__DOCUMENT SEGMENT__
= = = =

Moris Kvitelashvili from Georgia, who trains in the famous Moscow school of Eteri Tutberidze and was 13th at the World Championships 2017, sits fourth, earning 86,98 points. His triple Axel and his combination of quad Salchow and triple toe loop looked easy and were landed in high quality and exactly to the beat of the music. But he fell on the quad toe loop. His interpretation of “Feeling Good” by Michael Bublé was good and his components were around 7.8.
Alexei Bychenko from Israel is currently on fifth position with 86,79 points. His triple Axel was excellent, the quad toe loop good and his combination of triple Lutz and triple toe loop very good. He skated to the famous Jewish folk song “Hava Nagila” because the State of Israel supports skaters who will compete at the Olympic Games only if they use Jewish music at least in one of their programs. He interpreted this music well and had components of around 8.1. This Grand Prix is his last one because he said that he will celebrate his 30th birthday during the Olympic Games and will finish his competitive career afterwards and work as a national coach of Israel.

= = = =

__ASSIGNMENT__
Please transcribe the stretch of the skating report from "Alexei Bychenko from" through "coach of Israel.", word for word.

__DATA__
= = = =

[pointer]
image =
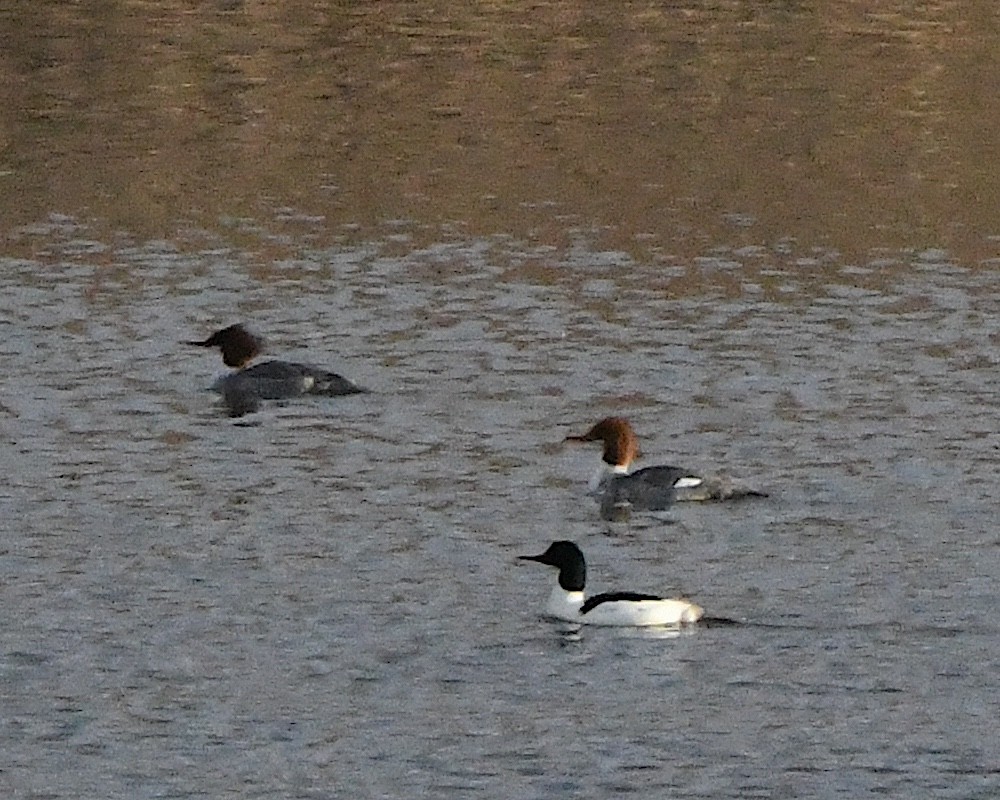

= = = =

__FINAL ANSWER__
Alexei Bychenko from Israel is currently on fifth position with 86,79 points. His triple Axel was excellent, the quad toe loop good and his combination of triple Lutz and triple toe loop very good. He skated to the famous Jewish folk song “Hava Nagila” because the State of Israel supports skaters who will compete at the Olympic Games only if they use Jewish music at least in one of their programs. He interpreted this music well and had components of around 8.1. This Grand Prix is his last one because he said that he will celebrate his 30th birthday during the Olympic Games and will finish his competitive career afterwards and work as a national coach of Israel.